**GIVEN PASSAGE:**
__________________________________________________

1. ## Maximum of function

For each integer$\displaystyle n\geq1$ find the maximum of fucntion
$\displaystyle f(x)=\frac{x+x^2+...+x^{2n-1}}{(1+x^n)^2}$ for $\displaystyle x>0$ and every $\displaystyle x>0$ to which it's taken

2. ## Re: Maximum of function

Originally Posted by geagry
For each integer$\displaystyle n\geq1$ find the maximum of fucntion
$\displaystyle f(x)=\frac{x+x^2+...+x^{2n-1}}{(1+x^n)^2}$ for $\displaystyle x>0$ and every $\displaystyle x>0$ to which it's taken
Dear geagry,

$\displaystyle f(x)=\frac{x+x^2+...+x^{2n-1}}{(1+x^n)^2}~;~n\geq 1\mbox{ and }x>0$

$\displaystyle f'(x)=\frac{(1+x^n)^2\left[1+2x+3x^2+.....+(2n-1)x^{2n-2}\right]-2(1+x^n)nx^{n-1}\left(x+x^2+....+x^{2n-1}\right)}{(1+x^n)^4}$

$\displaystyle f'(x)=\frac{(1+x^n)\left[1+2x+3x^2+.....+(2n-1)x^{2n-2}\right]-2nx^{n-1}\left(x+x^2+....+x^{2n-1}\right)}{(1+x^n)^3}$

Substituting x=1 you will see that, $\displaystyle f'(1)=0$

Also observe that, $\displaystyle f(1)=\frac{2n-1}{4}$

Therefore, x=1 is an inflection point and, $\displaystyle f(1)=\frac{2n-1}{4}$

It could be shown that at x=1 is a maximum by considering the second derivative (the calculation of $\displaystyle f''(1)$ is terrible ).

$\displaystyle f''(1)=-\frac{n}{24}(2n-1)(n+2)<0\mbox{ since }n\geq{1}$

Therefore, at x=1 the function has a maximum and $\displaystyle f(1)=\frac{2n-1}{4}\mbox{ where }n=1,2,3,......$

__________________________________________________

**WRITTEN TASK A:** In the maximum-of-function thread, what value does the reply give for f(1)?
**WRITTEN TASK B:** Decide whether each statement agrees with the maximum-of-function thread. Answer yes or no for each, quoting the deciding words of the thread. (i) The reply calls the calculation of the second derivative at x=1 simple. (ii) The reply is addressed to geagry. (iii) The reply concludes that the function has a minimum at x=1.
**WRITTEN TASK C:** Reproduce the part of the maximum-of-function thread that opens with the words containing "Substituting x=1 you" and closes with "is terrible ).".

__________________________________________________

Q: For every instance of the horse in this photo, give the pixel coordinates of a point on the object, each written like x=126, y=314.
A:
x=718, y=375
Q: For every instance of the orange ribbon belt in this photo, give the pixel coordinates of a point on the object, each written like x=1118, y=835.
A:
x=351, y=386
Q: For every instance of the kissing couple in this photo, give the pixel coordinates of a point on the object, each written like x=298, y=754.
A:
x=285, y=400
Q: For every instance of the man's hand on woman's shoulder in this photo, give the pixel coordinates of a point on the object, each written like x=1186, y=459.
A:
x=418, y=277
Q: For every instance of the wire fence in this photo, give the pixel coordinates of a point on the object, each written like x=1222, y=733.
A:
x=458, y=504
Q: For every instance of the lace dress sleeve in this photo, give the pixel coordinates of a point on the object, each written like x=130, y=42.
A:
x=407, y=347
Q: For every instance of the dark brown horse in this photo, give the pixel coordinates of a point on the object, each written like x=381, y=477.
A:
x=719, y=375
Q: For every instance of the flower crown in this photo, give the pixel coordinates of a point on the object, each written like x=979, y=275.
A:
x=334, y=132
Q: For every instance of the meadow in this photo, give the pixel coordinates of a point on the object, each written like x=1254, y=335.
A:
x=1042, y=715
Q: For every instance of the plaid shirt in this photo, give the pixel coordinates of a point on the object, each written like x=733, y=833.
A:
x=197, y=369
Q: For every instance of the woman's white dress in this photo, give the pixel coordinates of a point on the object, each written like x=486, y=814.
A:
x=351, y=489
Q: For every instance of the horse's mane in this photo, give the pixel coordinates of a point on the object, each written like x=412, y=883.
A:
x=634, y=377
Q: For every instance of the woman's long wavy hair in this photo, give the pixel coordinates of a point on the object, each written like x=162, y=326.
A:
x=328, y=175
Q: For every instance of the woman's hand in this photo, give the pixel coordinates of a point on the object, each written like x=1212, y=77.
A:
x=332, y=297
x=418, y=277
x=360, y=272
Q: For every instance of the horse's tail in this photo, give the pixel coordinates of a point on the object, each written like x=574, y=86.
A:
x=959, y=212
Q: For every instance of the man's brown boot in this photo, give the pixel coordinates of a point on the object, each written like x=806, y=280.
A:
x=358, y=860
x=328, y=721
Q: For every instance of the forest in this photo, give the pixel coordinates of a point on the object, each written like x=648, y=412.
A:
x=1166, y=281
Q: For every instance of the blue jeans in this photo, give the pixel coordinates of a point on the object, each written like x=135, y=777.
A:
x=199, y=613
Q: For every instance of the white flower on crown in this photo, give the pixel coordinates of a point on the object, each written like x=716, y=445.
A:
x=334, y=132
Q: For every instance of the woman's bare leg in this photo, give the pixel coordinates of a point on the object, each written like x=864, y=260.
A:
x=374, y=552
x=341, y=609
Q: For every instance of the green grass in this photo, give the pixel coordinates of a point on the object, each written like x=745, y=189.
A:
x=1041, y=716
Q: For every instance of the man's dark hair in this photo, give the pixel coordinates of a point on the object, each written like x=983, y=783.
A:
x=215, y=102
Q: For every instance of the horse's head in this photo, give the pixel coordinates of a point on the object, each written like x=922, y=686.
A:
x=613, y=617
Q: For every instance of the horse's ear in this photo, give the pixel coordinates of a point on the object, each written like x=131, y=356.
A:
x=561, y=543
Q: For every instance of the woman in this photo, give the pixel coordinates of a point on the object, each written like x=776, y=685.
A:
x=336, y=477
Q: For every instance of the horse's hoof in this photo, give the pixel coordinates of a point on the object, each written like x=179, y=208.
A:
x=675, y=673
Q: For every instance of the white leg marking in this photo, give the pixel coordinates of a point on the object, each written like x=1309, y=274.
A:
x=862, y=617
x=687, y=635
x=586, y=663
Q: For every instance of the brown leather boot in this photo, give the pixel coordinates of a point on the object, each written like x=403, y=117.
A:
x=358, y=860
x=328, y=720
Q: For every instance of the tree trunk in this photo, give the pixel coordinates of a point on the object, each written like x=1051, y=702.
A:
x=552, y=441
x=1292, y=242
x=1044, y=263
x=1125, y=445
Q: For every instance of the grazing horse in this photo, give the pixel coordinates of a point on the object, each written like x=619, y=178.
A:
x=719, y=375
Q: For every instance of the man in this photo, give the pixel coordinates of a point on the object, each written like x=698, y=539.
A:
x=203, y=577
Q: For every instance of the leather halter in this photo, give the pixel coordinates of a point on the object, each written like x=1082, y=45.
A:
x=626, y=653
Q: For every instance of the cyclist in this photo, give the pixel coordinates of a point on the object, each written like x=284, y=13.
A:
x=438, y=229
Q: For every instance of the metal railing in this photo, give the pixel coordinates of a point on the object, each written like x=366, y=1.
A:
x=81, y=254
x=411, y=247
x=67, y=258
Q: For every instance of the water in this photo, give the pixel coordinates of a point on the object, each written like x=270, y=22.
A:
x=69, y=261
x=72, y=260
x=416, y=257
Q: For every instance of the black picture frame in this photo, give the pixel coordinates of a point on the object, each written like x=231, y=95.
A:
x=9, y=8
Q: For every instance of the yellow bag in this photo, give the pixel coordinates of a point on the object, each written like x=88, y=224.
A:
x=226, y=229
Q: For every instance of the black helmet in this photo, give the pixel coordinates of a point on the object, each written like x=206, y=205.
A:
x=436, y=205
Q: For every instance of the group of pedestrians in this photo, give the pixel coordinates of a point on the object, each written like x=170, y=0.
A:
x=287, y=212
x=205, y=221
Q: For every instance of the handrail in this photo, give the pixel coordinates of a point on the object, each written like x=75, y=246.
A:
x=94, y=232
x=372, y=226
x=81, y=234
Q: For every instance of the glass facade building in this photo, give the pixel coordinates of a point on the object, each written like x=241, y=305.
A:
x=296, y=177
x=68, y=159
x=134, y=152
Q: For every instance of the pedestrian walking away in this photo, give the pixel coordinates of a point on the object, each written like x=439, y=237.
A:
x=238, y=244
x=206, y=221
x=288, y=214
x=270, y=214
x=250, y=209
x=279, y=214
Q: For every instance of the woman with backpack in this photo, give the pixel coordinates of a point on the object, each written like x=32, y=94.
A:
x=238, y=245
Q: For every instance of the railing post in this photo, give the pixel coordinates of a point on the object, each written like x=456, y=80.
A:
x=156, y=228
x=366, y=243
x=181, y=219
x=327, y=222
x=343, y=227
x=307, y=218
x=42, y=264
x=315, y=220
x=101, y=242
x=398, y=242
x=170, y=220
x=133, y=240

__________________________________________________

**FULL RESPONSE A:** f(1) = (2n−1)/4

**FULL RESPONSE B:**
(i) No: "the calculation of $\displaystyle f''(1)$ is terrible"
(ii) Yes: "Dear geagry,"
(iii) No: "Therefore, at x=1 the function has a maximum"

**FULL RESPONSE C:**
Substituting x=1 you will see that, $\displaystyle f'(1)=0$

Also observe that, $\displaystyle f(1)=\frac{2n-1}{4}$

Therefore, x=1 is an inflection point and, $\displaystyle f(1)=\frac{2n-1}{4}$

It could be shown that at x=1 is a maximum by considering the second derivative (the calculation of $\displaystyle f''(1)$ is terrible ).